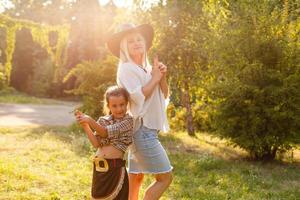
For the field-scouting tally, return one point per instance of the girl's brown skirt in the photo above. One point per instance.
(112, 184)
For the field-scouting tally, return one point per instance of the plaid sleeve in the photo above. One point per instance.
(114, 130)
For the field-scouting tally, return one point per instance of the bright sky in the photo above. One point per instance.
(7, 4)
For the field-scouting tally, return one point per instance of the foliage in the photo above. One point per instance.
(92, 80)
(40, 34)
(256, 79)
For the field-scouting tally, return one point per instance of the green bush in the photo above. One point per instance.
(92, 80)
(256, 84)
(42, 77)
(176, 117)
(2, 77)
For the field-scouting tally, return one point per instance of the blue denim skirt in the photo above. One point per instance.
(147, 155)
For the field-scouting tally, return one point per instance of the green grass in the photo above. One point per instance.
(55, 163)
(9, 95)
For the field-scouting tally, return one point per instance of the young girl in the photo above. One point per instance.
(113, 134)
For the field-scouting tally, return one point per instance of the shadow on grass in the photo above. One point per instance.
(200, 175)
(70, 135)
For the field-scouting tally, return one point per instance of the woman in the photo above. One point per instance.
(148, 91)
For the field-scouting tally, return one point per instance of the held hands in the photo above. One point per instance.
(159, 70)
(82, 118)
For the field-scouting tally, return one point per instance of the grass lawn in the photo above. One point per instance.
(55, 163)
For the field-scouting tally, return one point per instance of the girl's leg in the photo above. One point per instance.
(157, 188)
(135, 182)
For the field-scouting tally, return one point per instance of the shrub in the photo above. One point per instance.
(92, 80)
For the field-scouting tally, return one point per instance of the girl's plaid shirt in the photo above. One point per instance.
(119, 131)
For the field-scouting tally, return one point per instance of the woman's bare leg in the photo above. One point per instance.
(157, 188)
(135, 182)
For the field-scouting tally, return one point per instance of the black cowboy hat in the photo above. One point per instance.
(113, 42)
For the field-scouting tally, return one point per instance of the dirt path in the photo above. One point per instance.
(29, 114)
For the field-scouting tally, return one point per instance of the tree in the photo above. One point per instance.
(255, 75)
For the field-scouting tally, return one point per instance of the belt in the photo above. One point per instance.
(104, 164)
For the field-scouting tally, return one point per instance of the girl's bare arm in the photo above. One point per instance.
(92, 138)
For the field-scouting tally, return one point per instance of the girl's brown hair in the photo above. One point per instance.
(113, 91)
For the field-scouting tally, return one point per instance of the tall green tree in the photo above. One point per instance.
(255, 74)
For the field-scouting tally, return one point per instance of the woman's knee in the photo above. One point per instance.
(165, 178)
(136, 178)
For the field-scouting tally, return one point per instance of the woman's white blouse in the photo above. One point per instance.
(153, 109)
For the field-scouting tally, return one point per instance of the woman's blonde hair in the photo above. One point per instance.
(115, 91)
(124, 53)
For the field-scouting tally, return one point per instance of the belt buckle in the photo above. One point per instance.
(97, 161)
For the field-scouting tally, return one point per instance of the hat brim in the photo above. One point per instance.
(113, 43)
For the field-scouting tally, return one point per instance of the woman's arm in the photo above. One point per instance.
(164, 86)
(156, 78)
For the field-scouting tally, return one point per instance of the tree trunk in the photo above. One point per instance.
(187, 104)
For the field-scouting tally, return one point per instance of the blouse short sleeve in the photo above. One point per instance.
(129, 78)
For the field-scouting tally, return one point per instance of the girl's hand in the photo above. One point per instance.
(82, 118)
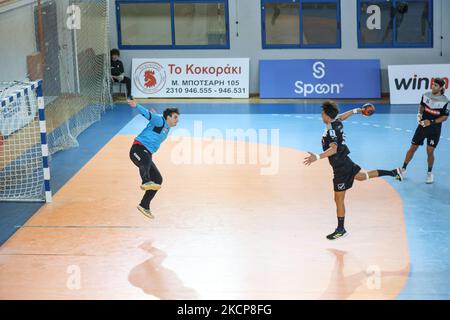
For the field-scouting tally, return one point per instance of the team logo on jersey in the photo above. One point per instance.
(150, 77)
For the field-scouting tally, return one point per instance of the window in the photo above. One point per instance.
(395, 24)
(300, 24)
(172, 24)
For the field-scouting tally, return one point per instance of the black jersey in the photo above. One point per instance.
(334, 133)
(434, 107)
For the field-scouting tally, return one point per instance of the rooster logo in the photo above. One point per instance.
(150, 79)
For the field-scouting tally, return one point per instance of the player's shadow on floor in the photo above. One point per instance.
(341, 287)
(156, 280)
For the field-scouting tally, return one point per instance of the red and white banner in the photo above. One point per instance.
(190, 78)
(407, 83)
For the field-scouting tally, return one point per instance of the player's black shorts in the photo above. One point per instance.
(344, 174)
(431, 133)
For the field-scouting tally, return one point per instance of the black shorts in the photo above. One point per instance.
(431, 133)
(344, 175)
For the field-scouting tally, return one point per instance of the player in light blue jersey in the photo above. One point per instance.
(145, 145)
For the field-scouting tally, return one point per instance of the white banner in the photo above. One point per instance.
(408, 83)
(190, 78)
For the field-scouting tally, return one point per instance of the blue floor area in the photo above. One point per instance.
(378, 142)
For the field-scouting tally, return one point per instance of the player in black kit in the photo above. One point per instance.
(344, 169)
(433, 111)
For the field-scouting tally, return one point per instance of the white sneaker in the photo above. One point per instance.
(430, 178)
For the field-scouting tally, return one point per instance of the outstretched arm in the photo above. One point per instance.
(344, 116)
(150, 116)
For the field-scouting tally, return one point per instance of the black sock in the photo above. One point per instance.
(341, 223)
(383, 173)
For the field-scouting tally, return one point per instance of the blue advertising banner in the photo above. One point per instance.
(320, 79)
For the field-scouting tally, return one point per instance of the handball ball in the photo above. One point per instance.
(368, 109)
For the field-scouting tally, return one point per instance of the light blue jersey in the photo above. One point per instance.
(156, 131)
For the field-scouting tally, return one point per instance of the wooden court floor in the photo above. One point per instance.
(220, 232)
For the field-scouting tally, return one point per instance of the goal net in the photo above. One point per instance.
(65, 44)
(24, 172)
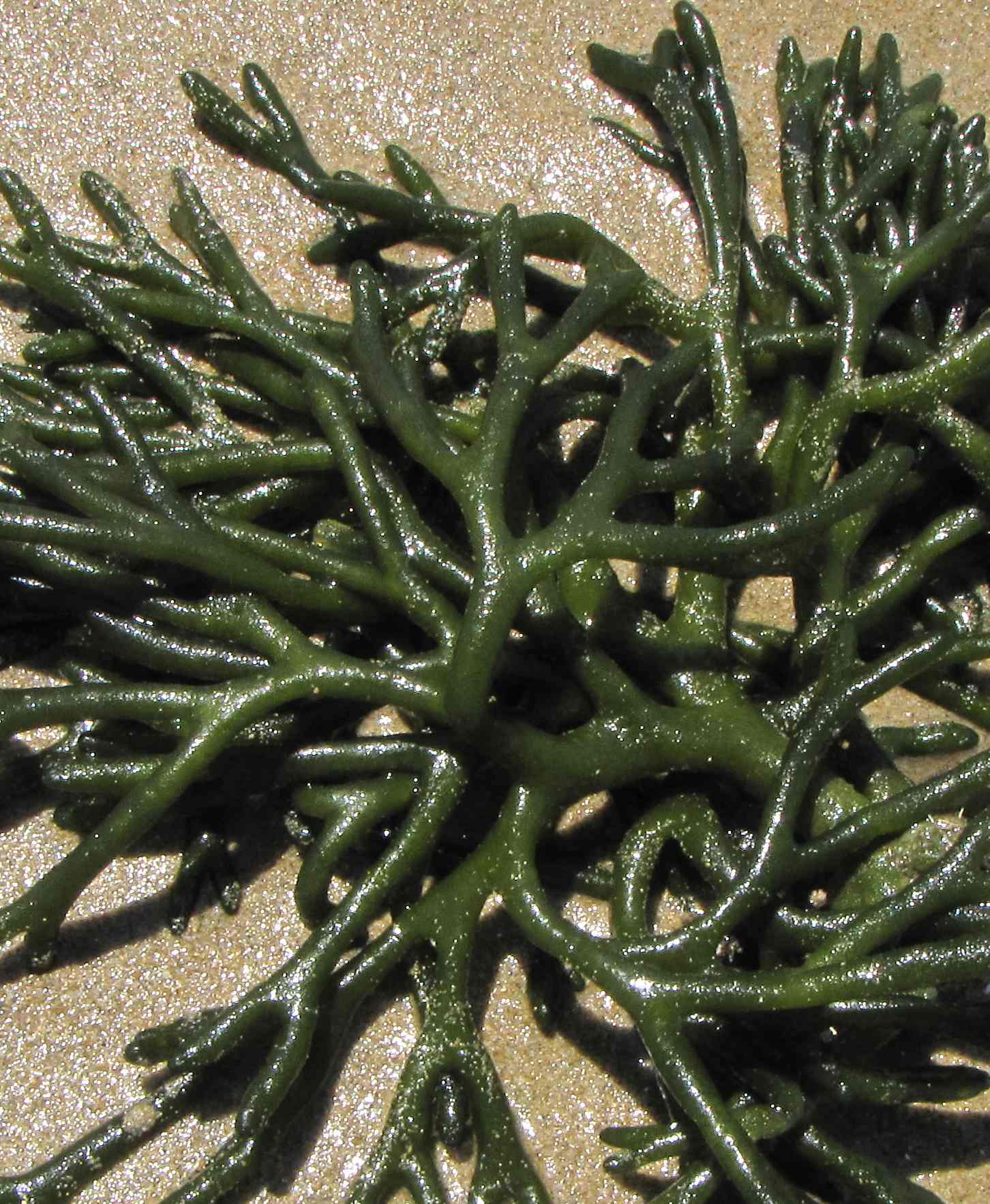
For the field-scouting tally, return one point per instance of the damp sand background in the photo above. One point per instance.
(495, 97)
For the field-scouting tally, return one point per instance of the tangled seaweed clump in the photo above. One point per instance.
(237, 529)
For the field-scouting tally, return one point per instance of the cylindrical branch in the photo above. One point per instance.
(87, 1158)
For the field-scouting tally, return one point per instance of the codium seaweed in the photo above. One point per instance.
(245, 526)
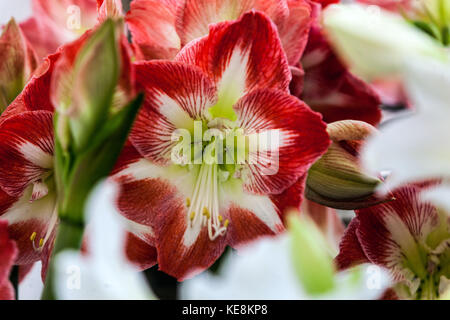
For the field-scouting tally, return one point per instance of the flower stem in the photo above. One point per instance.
(69, 236)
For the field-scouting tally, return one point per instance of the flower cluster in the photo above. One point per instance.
(245, 124)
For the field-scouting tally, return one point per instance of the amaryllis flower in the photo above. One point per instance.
(233, 82)
(57, 22)
(296, 266)
(160, 28)
(408, 236)
(327, 85)
(8, 252)
(28, 197)
(17, 63)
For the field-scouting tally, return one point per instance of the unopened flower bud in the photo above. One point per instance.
(337, 180)
(17, 63)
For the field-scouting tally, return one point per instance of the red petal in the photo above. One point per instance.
(300, 140)
(195, 16)
(244, 55)
(327, 220)
(331, 89)
(179, 260)
(245, 226)
(6, 291)
(139, 252)
(8, 253)
(26, 150)
(176, 94)
(50, 26)
(152, 26)
(350, 251)
(17, 62)
(36, 94)
(6, 201)
(291, 198)
(388, 231)
(109, 9)
(294, 30)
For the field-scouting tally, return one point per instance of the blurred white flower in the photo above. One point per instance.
(103, 273)
(440, 197)
(377, 43)
(19, 9)
(283, 268)
(417, 147)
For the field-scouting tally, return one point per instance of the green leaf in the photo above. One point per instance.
(312, 261)
(98, 161)
(96, 75)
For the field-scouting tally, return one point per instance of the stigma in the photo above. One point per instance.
(203, 207)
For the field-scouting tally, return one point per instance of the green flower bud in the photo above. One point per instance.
(336, 179)
(17, 63)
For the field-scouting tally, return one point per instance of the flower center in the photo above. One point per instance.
(203, 207)
(40, 189)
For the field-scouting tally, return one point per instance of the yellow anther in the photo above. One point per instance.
(206, 212)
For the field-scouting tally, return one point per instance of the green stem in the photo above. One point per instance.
(69, 236)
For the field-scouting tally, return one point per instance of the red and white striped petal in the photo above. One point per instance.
(109, 9)
(152, 26)
(285, 138)
(240, 56)
(291, 198)
(328, 222)
(8, 253)
(294, 29)
(26, 218)
(156, 197)
(26, 150)
(17, 62)
(175, 95)
(389, 233)
(350, 251)
(250, 216)
(195, 16)
(329, 87)
(140, 252)
(36, 94)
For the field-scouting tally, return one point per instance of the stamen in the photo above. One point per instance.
(205, 201)
(206, 212)
(40, 244)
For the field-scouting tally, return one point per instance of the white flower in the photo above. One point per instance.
(104, 273)
(376, 43)
(265, 270)
(417, 147)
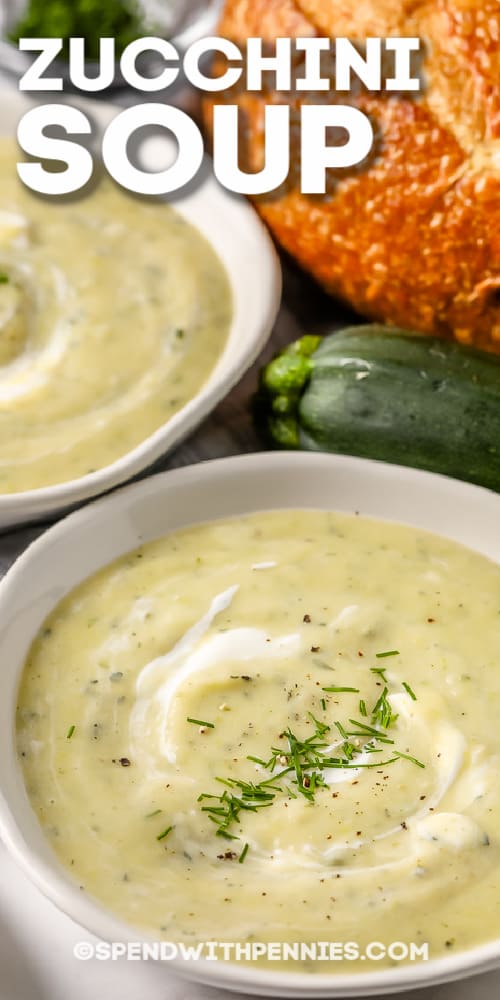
================
→ WHAT IS REQUIRED
Exact reproduction is required. Output only the lines from the one with "the white flower" through the end of the listing above, both ends included, and no pictures.

→ THE ANSWER
For the field-scouting tally, return one point per instance of the white flower in the photo above. One point per instance.
(104, 273)
(376, 43)
(265, 270)
(417, 147)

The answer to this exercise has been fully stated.